Available data
== Segment start ==

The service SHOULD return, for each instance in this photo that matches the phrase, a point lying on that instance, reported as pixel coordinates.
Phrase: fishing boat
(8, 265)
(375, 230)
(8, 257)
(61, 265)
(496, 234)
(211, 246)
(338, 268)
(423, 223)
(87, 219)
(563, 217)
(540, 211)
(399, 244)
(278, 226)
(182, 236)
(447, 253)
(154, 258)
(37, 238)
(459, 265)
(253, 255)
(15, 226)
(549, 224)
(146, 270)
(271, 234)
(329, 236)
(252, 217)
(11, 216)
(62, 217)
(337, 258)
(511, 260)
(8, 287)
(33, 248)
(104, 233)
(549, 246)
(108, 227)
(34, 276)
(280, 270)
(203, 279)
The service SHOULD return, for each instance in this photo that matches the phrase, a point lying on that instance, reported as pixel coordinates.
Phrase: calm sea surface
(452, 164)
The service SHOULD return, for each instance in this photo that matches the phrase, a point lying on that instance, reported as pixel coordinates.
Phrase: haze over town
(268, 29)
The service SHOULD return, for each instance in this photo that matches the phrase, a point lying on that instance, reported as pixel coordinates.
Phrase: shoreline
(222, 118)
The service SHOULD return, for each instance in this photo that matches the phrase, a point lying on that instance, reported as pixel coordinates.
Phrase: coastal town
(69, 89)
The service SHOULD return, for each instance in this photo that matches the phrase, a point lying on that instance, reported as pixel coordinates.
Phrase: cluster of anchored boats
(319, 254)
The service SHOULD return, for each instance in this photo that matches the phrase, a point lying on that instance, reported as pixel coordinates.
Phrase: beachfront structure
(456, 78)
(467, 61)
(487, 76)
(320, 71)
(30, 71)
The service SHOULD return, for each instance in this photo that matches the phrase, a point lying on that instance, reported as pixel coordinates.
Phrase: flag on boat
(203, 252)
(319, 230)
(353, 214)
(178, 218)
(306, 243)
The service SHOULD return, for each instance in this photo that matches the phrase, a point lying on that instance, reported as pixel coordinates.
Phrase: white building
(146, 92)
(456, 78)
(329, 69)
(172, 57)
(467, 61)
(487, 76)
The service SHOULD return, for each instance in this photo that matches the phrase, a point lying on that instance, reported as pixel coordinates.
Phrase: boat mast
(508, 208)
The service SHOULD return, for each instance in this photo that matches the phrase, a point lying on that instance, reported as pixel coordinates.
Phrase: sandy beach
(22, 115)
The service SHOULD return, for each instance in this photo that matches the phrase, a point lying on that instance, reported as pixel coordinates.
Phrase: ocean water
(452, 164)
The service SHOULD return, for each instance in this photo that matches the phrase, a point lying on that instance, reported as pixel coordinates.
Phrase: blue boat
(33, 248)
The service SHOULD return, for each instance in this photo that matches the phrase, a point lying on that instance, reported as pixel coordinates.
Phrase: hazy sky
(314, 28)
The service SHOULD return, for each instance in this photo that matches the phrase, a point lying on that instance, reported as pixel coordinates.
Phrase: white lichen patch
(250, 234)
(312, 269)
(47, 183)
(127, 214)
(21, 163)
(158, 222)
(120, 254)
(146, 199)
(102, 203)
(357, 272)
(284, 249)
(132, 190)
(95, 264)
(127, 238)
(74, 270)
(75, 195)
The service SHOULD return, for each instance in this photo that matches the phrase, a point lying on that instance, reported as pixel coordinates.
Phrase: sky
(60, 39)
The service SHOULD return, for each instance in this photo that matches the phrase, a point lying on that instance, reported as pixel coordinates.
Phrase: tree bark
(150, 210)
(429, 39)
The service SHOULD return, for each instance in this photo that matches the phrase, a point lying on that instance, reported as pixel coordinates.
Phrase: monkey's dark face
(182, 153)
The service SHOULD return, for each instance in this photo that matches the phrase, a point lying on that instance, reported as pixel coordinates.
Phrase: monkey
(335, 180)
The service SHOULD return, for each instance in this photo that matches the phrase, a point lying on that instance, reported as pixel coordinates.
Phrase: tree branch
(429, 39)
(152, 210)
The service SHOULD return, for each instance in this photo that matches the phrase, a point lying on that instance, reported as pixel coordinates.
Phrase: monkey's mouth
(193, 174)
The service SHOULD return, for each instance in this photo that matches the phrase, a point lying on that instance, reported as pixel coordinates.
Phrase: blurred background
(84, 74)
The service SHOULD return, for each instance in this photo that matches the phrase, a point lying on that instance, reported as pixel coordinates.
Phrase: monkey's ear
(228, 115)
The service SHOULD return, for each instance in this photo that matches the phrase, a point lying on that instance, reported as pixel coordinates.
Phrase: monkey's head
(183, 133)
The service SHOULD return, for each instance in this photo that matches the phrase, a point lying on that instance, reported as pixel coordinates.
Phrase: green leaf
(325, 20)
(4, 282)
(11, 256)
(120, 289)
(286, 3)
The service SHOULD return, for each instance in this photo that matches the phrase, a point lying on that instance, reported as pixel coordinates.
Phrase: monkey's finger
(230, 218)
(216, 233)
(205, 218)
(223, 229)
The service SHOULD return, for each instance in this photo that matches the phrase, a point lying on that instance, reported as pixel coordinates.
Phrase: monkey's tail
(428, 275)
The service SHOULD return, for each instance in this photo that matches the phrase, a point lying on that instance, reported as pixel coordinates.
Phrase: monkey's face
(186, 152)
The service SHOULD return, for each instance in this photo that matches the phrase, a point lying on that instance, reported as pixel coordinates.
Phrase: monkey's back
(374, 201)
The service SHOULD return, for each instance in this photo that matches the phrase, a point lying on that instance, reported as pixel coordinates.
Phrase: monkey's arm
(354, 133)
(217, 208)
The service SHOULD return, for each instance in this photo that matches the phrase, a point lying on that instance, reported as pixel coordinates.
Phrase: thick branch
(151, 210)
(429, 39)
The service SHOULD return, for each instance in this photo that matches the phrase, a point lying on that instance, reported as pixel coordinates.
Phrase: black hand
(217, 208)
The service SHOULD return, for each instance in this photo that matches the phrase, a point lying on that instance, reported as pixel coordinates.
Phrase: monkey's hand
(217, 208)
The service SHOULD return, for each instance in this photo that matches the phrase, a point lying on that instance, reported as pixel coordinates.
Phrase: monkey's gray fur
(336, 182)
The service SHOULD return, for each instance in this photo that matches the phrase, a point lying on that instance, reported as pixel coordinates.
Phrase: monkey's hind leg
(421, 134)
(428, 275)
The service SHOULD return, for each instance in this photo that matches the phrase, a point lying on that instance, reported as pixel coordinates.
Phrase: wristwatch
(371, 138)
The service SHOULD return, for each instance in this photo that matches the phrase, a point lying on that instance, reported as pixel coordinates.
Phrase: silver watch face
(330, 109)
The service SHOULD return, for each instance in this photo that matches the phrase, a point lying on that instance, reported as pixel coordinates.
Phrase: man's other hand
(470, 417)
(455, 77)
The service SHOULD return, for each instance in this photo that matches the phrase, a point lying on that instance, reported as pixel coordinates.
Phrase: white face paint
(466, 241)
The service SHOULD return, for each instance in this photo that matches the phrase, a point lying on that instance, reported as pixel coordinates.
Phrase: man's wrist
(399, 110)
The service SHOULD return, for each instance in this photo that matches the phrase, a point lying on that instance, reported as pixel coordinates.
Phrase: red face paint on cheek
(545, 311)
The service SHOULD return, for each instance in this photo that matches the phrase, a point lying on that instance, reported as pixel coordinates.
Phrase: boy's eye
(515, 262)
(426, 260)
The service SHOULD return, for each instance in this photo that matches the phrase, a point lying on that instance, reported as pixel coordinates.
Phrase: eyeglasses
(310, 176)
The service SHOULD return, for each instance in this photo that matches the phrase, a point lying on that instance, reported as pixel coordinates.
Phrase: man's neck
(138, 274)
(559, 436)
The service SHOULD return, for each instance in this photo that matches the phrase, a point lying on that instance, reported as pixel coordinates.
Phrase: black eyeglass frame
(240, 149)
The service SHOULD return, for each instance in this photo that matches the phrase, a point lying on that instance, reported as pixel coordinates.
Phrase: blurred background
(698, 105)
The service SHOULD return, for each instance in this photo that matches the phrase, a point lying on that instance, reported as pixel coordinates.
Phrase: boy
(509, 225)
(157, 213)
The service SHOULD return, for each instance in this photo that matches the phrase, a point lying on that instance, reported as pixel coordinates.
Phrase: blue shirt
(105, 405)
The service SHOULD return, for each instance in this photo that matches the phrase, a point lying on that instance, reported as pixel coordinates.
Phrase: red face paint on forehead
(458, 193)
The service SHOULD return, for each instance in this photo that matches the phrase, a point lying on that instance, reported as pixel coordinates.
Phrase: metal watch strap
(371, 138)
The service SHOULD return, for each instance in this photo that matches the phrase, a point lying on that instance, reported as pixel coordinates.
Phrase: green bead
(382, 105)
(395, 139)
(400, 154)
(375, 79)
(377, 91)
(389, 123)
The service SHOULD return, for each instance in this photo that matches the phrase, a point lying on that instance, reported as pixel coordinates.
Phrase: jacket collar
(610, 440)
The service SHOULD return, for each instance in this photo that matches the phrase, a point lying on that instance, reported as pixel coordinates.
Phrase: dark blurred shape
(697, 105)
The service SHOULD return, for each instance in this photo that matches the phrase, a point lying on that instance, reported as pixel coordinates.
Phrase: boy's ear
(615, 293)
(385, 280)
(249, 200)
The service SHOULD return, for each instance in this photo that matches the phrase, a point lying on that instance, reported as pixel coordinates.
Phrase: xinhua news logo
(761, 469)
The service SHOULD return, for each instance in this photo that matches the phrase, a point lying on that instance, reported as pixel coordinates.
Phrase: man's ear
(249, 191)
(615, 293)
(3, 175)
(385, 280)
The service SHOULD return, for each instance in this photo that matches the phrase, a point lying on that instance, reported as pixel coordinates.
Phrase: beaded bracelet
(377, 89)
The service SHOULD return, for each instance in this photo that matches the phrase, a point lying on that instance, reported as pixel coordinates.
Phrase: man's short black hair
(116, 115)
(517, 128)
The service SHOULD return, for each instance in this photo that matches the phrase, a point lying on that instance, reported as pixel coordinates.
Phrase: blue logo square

== Segment end ==

Instructions to follow
Please give again, word for word, only the lines from the one holding "Phrase: man's short black hair" through the end of the listing above.

Reply
Phrase: man's short black hair
(116, 115)
(517, 128)
The service SHOULD return, for each instance in this photo that matches the phrase, a point lying on that instance, reported as pixel coordinates.
Phrase: blue logo square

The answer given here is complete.